- [What you are asked to do]:
Arrange every line of the listing below as a JSON list of strings, one string per line, with blank lines omitted.
## begin
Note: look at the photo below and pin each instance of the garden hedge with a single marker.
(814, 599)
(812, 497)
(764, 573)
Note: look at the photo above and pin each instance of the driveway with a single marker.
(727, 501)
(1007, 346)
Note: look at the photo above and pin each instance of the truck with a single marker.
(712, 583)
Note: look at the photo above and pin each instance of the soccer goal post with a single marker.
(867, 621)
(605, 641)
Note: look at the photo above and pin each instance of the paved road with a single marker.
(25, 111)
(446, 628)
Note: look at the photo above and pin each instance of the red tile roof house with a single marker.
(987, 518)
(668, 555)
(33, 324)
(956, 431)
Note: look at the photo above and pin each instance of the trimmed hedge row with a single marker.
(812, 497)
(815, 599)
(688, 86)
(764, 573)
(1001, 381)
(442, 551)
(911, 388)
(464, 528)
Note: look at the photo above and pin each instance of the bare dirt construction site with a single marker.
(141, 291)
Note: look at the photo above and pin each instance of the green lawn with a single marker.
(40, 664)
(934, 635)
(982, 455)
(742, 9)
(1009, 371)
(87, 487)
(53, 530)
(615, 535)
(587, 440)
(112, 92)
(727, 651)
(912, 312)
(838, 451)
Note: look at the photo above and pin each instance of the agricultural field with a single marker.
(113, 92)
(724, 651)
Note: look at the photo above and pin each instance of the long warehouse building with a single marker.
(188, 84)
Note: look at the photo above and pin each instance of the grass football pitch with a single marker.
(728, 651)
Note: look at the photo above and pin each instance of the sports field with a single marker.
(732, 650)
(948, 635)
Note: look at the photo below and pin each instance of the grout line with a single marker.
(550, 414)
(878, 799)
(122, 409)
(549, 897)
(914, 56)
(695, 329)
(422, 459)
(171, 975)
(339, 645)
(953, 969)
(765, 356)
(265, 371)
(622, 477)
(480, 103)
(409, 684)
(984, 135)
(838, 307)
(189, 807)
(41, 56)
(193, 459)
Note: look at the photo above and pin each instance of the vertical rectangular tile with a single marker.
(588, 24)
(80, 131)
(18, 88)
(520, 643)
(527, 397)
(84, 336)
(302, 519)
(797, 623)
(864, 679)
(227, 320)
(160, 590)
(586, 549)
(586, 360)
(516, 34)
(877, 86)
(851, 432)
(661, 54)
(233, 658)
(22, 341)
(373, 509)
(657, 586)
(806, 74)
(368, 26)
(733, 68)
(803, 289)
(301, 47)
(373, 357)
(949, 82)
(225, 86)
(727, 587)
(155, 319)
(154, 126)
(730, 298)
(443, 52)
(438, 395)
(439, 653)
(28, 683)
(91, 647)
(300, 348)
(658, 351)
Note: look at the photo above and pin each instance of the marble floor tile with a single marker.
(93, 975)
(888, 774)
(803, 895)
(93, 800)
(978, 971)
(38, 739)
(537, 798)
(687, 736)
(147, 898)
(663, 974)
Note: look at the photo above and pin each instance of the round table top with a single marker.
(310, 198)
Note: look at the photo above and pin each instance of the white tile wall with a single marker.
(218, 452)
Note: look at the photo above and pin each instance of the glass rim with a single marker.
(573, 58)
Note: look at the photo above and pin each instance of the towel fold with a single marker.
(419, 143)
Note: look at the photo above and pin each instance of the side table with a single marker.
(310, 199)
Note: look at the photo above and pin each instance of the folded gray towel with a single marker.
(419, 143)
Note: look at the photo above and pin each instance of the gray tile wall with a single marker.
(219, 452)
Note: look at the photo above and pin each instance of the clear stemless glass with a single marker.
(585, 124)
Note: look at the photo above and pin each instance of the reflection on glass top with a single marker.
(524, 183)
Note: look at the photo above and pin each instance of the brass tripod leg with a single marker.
## end
- [Right answer]:
[
  "Note: look at the photo below and pin each instance of the garden hedge with a single marker.",
  "(814, 599)",
  "(812, 497)",
  "(764, 573)",
  "Note: look at the photo above and pin each instance of the driveway with a single marker.",
  "(727, 501)",
  "(1007, 346)",
  "Note: look at the photo above and pin each instance of the truck with a single marker.",
  "(712, 583)",
  "Note: look at the photo above and pin each instance of the soccer goal post with a single marker.",
  "(867, 621)",
  "(605, 641)",
  "Note: look at the photo above and pin each instance of the paved road with a single marker.",
  "(25, 111)",
  "(446, 628)",
  "Note: look at the photo above and pin each instance of the red tile roof house with a single marker.",
  "(987, 518)",
  "(668, 555)",
  "(33, 324)",
  "(956, 431)",
  "Note: look at the photo above and pin each instance of the trimmed hedge row with a single marker.",
  "(812, 497)",
  "(815, 599)",
  "(688, 86)",
  "(764, 573)",
  "(1001, 381)",
  "(442, 551)",
  "(911, 388)",
  "(464, 528)",
  "Note: look at the photo above and pin each instance of the bare dirt construction site with a single marker.",
  "(141, 291)",
  "Note: look at the photo above and pin each instance of the green lawn with a single marker.",
  "(40, 664)",
  "(934, 635)",
  "(982, 455)",
  "(742, 9)",
  "(1009, 371)",
  "(87, 487)",
  "(53, 530)",
  "(615, 535)",
  "(587, 440)",
  "(112, 92)",
  "(727, 651)",
  "(912, 312)",
  "(838, 451)",
  "Note: look at the photo above and pin each instance of the agricultural field with a single marker.",
  "(113, 92)",
  "(724, 651)",
  "Note: look at the photo above and pin each instance of the long warehouse building with a single marker.",
  "(188, 84)",
  "Note: look at the photo above and pin each instance of the grass football pitch with a single marker.",
  "(728, 651)",
  "Note: look at the photo above and pin each instance of the sports field with a single marker.",
  "(732, 650)",
  "(948, 635)",
  "Note: look at the photo below and pin each instance of the grout line with a single marker.",
  "(550, 414)",
  "(878, 799)",
  "(122, 409)",
  "(549, 897)",
  "(914, 56)",
  "(695, 329)",
  "(422, 459)",
  "(171, 975)",
  "(339, 645)",
  "(953, 969)",
  "(765, 356)",
  "(265, 371)",
  "(622, 477)",
  "(480, 103)",
  "(409, 684)",
  "(984, 135)",
  "(838, 307)",
  "(189, 807)",
  "(41, 56)",
  "(193, 459)",
  "Note: look at the photo above and pin each instance of the vertical rectangular tile with a single marker.",
  "(588, 24)",
  "(80, 131)",
  "(18, 88)",
  "(520, 643)",
  "(527, 397)",
  "(84, 336)",
  "(302, 519)",
  "(797, 623)",
  "(864, 679)",
  "(227, 320)",
  "(160, 590)",
  "(586, 549)",
  "(586, 360)",
  "(516, 34)",
  "(877, 86)",
  "(851, 432)",
  "(661, 54)",
  "(233, 658)",
  "(22, 341)",
  "(373, 509)",
  "(657, 586)",
  "(806, 74)",
  "(368, 26)",
  "(733, 68)",
  "(803, 289)",
  "(301, 47)",
  "(373, 357)",
  "(949, 82)",
  "(225, 86)",
  "(727, 587)",
  "(155, 319)",
  "(154, 126)",
  "(730, 298)",
  "(443, 52)",
  "(438, 395)",
  "(439, 653)",
  "(28, 683)",
  "(91, 647)",
  "(300, 348)",
  "(658, 351)",
  "Note: look at the photo above and pin each instance of the marble floor tile with a single marker.",
  "(93, 975)",
  "(888, 774)",
  "(803, 895)",
  "(93, 800)",
  "(978, 971)",
  "(38, 739)",
  "(537, 798)",
  "(687, 736)",
  "(147, 898)",
  "(663, 974)",
  "Note: look at the photo above and pin each instance of the round table top with a single marker.",
  "(310, 198)",
  "Note: look at the photo above and pin each instance of the white tile wall with a single marker.",
  "(218, 452)",
  "Note: look at the photo above and pin each instance of the glass rim with a single marker.",
  "(573, 58)",
  "Note: look at the photo above and pin each instance of the towel fold with a single marker.",
  "(419, 143)",
  "Note: look at the photo above and pin each instance of the side table with a single marker.",
  "(310, 199)",
  "Note: look at the photo above and pin each instance of the folded gray towel with a single marker.",
  "(419, 143)",
  "Note: look at the photo above and pin each instance of the gray tile wall with a single marker.",
  "(219, 452)",
  "Note: look at the photo above and pin each instance of the clear stemless glass with a single marker.",
  "(585, 124)",
  "Note: look at the photo above and pin each instance of the reflection on glass top with a single marker.",
  "(524, 183)",
  "Note: look at the photo above and pin each instance of the brass tripod leg with a single marker."
]